Activity 1 -
Condense the paragraph of the mortgage rate article that begins "After hitting record lows" into a shorter version that keeps its main facts.
Activity 2 -
Please restate the part of the mortgage rate article that opens with the words "The Mortgage Bankers" and closes with "the coronavirus pandemic.", renaming "stimulus measures" as "support programs".
-- Reading passage follows --
© Reuters. FILE PHOTO: A man crosses a nearly deserted Nassau Street in front of the New York Stock Exchange (NYSE) in the financial district of lower Manhattan during the outbreak of the coronavirus disease (COVID-19) in New York City, New York, U.S., April 3, 2020
By Evan Sully
(Reuters) – The 30-year U.S. mortgage rate fell below 3% last week for the first time since February as interest rates globally drifted lower.
The Mortgage Bankers Association (MBA) said on Wednesday its average contract interest rate for traditional 30-year mortgages decreased to 2.97% from 3.01% in the week ending July 30.
After hitting record lows late last year below 2.9%, mortgage rates climbed in the first part of this year and peaked in the spring. Rates have been drifting lower since, held down in large part by the U.S. Federal Reserve’s extraordinary stimulus measures aimed at helping the economy rebound from the coronavirus pandemic.
The seasonally adjusted market index fell 1.7% from a week earlier, the MBA said. That reflected a 1.7% decrease in applications to refinance existing loans, while purchase applications also declined 1.7%.
“Purchase application volume decreased again, reflecting the ongoing lack of inventory that continues to drive rapid home-price appreciation across the country,” Mike Fratantoni, MBA’s senior vice president and chief economist, said in a statement.
-- Reading passage concluded --
-- Information provided follows --
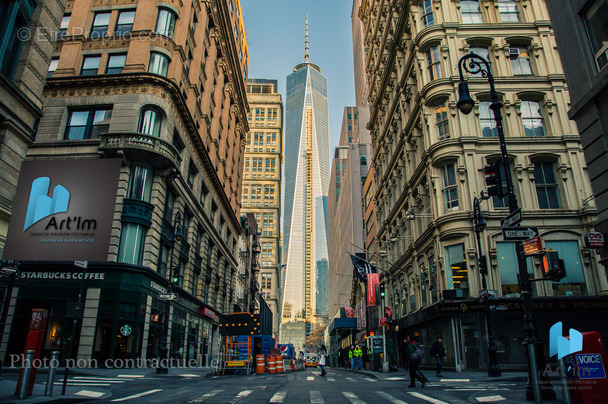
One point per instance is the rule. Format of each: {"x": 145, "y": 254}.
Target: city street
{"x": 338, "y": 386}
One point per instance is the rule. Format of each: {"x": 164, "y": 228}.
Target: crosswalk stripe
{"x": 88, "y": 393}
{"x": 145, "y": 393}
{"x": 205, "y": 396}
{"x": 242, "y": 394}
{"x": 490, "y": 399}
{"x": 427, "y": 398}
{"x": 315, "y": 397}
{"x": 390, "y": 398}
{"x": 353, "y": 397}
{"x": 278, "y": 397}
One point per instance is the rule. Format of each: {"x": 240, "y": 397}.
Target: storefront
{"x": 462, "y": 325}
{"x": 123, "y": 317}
-- Information provided concluded --
-- Information provided follows --
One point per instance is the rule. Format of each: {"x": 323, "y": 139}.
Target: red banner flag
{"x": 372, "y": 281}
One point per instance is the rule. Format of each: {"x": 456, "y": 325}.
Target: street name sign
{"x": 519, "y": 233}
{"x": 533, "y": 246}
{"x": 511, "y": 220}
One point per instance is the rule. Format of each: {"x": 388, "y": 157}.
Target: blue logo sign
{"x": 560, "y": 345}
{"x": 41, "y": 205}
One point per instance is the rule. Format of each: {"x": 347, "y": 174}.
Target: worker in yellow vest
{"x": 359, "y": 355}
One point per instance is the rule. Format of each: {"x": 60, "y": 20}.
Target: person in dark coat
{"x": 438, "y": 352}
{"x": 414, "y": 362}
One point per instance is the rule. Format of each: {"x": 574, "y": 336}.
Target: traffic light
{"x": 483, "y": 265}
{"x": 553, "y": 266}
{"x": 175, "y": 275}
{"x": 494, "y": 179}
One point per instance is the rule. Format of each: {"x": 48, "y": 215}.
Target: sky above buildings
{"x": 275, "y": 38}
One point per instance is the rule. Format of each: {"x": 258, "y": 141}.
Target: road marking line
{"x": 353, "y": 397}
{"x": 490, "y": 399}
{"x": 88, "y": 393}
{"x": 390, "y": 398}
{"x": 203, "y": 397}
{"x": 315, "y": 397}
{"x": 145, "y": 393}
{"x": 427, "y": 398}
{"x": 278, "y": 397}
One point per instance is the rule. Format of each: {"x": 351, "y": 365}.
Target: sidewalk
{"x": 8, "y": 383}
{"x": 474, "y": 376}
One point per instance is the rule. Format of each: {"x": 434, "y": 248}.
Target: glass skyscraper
-- Information provided concluded --
Answer space 1 -
Mortgage rates hit record lows below 2.9% late last year, rose early this year and peaked in the spring. They have drifted lower since then, held down mainly by the Federal Reserve's extraordinary stimulus measures aimed at helping the economy recover from the coronavirus pandemic.

Answer space 2 -
The Mortgage Bankers Association (MBA) said on Wednesday its average contract interest rate for traditional 30-year mortgages decreased to 2.97% from 3.01% in the week ending July 30.
After hitting record lows late last year below 2.9%, mortgage rates climbed in the first part of this year and peaked in the spring. Rates have been drifting lower since, held down in large part by the U.S. Federal Reserve’s extraordinary support programs aimed at helping the economy rebound from the coronavirus pandemic.